Exercise passage section start
I just came across a suspicious PDF file, so I decided to take a deeper look. Once the file was unpacked, I got an xml file with TIFF image. However, the whole thing looked very strange. The whole thing looked very fishy, and ultimately, it turned out that the xml file contained an exploit for CVE-2010-0188.
I thought it was a bit odd that we hadn’t come across files like this before, so I decided to tak a look at stats for this vulnerability:
CVE-2010-0188 exploit statistics 2010
The graph shows that malware exploiting CVE=2010-0188 started spreading actively at the end of June. It was pretty much a rarity until then. Maybe the virus writers needed a few months to catch up with creating exploits for the new hole in Adobe – who knows?
When I took a closer look, it turned out that the PDF was mainly designed to download and launch another file, Trojan-Dropper.Win32.Zbot.cm. Which, in its turn, is mainly designed to secretly install Zbot (ZeuS) to the system and to combat antivirus software.
Exercise passage section end
Data extracts section start
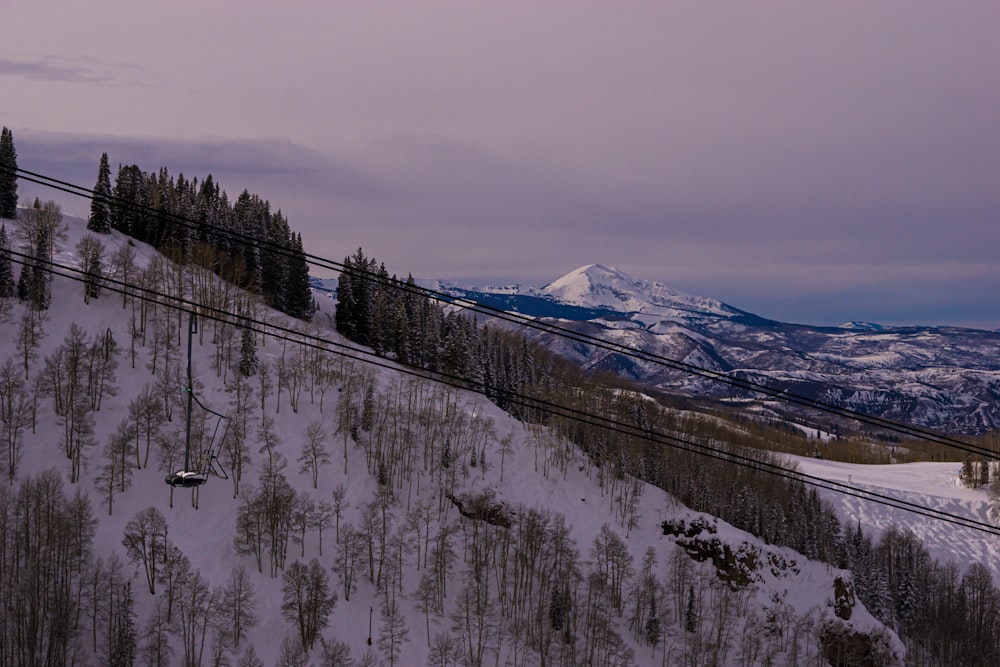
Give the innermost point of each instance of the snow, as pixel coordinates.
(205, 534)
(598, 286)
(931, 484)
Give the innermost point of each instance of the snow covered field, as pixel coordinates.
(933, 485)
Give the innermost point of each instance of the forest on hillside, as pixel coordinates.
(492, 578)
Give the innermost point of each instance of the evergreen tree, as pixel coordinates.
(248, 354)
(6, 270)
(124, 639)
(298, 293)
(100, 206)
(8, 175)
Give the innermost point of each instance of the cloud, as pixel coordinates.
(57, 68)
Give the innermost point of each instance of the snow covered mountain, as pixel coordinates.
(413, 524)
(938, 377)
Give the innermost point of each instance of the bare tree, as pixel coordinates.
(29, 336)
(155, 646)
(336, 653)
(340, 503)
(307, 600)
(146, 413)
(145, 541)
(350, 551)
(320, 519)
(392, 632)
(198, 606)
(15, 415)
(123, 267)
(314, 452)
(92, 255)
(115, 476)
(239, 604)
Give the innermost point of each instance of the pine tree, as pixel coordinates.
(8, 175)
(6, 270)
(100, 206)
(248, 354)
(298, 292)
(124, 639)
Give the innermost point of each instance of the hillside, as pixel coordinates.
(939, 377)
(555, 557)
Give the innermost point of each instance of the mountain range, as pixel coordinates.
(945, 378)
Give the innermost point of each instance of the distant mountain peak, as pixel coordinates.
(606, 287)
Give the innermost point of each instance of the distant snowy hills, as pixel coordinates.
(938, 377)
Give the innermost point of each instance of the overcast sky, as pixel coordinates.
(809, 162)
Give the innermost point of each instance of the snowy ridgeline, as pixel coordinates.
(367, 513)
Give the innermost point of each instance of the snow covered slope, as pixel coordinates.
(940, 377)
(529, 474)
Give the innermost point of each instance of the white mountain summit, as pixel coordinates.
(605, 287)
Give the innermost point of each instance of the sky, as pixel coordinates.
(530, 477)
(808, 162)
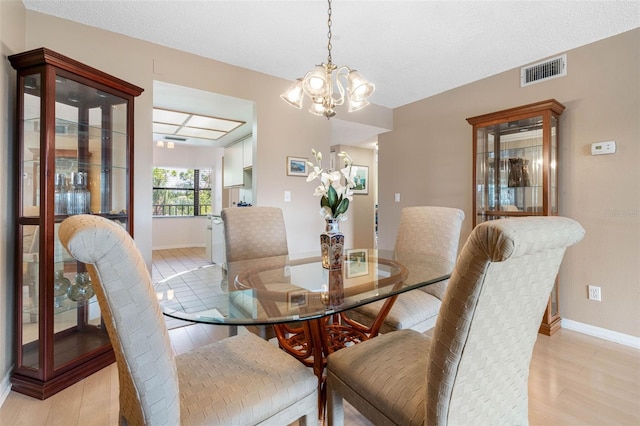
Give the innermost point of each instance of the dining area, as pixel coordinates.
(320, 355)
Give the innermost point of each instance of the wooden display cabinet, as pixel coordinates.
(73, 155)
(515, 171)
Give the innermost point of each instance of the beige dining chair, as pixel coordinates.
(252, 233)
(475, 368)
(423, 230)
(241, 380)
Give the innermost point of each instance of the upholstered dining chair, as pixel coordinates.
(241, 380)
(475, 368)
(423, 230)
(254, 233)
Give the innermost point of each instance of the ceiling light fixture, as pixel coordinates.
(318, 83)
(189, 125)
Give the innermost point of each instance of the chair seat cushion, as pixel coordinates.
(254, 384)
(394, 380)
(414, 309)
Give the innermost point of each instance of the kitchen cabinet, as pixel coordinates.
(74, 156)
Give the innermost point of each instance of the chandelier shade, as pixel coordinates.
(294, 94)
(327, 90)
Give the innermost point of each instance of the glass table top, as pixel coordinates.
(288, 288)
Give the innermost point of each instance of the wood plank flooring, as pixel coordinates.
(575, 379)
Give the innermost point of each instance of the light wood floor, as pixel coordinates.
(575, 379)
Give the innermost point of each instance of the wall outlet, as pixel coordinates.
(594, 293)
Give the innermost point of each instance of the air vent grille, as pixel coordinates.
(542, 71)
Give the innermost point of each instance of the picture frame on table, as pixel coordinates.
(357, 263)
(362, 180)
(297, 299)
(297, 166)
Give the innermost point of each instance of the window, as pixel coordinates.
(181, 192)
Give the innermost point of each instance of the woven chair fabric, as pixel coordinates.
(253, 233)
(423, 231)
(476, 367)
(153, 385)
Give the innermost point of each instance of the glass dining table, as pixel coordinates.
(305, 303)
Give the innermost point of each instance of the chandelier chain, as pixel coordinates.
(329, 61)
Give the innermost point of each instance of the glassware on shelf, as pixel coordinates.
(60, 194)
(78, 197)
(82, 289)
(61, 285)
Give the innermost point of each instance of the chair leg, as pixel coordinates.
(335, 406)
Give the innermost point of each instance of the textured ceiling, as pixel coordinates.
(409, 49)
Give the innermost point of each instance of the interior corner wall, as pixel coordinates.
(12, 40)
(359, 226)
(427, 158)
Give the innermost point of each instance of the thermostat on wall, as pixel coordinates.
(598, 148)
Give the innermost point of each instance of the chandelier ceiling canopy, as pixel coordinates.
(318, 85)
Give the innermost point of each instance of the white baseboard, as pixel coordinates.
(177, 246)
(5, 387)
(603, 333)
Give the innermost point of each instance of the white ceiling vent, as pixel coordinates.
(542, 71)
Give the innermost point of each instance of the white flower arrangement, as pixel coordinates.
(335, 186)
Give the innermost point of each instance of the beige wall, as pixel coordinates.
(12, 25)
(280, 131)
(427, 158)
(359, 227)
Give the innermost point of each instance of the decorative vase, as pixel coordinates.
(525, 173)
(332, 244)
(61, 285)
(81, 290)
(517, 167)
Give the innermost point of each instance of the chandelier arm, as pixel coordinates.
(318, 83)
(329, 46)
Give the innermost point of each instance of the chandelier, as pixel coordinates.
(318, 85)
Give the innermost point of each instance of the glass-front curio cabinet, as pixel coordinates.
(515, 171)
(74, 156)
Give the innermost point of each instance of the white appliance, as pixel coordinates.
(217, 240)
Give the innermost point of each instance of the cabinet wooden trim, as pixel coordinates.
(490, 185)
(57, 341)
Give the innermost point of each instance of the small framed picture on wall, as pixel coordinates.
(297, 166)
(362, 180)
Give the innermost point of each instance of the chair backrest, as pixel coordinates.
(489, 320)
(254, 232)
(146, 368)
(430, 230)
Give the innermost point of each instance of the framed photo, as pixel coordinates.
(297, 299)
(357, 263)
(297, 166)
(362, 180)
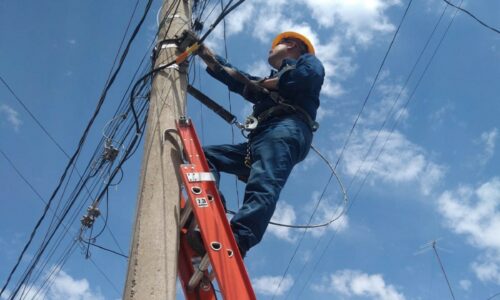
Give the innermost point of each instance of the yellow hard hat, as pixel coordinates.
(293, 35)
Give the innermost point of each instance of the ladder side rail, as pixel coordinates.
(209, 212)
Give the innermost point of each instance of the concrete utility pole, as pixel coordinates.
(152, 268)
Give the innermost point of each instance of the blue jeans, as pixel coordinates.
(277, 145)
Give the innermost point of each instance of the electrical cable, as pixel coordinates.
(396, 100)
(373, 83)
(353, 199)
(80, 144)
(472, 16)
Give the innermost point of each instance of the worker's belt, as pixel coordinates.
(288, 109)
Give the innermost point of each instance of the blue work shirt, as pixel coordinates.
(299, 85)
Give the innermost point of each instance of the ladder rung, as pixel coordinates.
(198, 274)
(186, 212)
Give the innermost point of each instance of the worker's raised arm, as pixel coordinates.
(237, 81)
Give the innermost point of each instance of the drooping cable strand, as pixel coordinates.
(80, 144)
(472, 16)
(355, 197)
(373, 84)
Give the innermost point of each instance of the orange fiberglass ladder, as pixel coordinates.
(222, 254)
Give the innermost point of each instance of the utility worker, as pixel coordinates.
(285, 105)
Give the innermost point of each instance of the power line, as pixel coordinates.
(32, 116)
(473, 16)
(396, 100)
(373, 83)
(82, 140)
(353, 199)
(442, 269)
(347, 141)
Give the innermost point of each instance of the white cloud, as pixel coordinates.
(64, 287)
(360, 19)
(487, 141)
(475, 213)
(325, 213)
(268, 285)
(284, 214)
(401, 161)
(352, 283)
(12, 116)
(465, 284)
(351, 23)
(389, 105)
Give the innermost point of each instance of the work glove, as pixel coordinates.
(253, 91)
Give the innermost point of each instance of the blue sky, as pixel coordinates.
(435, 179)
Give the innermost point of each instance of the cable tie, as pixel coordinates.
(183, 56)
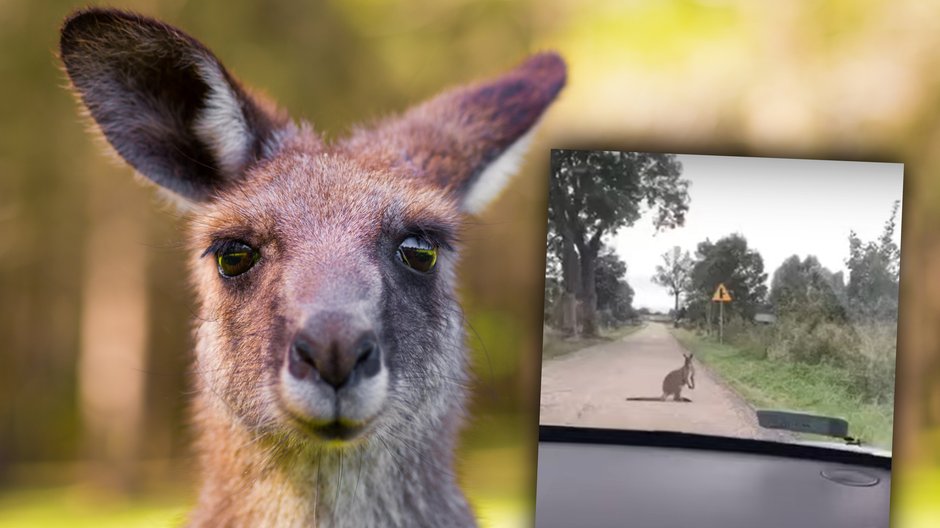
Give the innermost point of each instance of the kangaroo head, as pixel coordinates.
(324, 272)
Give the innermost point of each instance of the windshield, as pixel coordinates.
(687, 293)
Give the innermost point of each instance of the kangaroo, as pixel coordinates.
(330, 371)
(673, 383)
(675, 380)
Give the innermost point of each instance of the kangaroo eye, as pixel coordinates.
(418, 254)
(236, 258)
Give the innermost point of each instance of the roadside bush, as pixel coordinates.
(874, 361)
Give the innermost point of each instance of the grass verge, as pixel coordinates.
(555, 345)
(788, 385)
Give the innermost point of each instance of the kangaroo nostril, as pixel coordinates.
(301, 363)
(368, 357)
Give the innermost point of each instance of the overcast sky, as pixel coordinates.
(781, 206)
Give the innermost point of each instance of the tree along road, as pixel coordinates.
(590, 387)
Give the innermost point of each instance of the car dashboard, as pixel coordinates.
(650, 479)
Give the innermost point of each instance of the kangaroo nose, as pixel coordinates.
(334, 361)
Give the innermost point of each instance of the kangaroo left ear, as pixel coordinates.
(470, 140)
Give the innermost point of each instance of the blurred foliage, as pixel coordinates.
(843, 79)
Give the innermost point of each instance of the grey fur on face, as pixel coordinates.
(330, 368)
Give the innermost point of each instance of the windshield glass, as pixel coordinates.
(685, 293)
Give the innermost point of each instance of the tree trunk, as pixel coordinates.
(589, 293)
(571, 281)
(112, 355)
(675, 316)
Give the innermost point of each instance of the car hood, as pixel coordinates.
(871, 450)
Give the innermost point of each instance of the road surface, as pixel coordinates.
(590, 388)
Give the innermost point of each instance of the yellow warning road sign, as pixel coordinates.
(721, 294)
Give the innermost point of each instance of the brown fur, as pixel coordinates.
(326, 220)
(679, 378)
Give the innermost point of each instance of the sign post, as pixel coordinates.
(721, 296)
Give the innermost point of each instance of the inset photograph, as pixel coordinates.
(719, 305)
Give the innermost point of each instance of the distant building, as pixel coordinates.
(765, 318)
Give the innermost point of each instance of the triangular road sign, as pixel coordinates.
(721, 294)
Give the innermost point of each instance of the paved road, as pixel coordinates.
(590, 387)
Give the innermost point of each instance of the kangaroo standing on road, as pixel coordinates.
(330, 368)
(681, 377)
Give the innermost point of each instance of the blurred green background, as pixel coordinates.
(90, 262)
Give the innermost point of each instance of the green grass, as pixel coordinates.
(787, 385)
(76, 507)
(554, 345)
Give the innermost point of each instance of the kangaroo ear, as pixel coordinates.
Data extracts section end
What needs to be done: Copy the text of the PDF exploit write-up between "I just came" and "exploit for CVE-2010-0188.", inclusive, word for word.

Solution for this exercise:
I just came across a suspicious PDF file, so I decided to take a deeper look. Once the file was unpacked, I got an xml file with TIFF image. However, the whole thing looked very strange. The whole thing looked very fishy, and ultimately, it turned out that the xml file contained an exploit for CVE-2010-0188.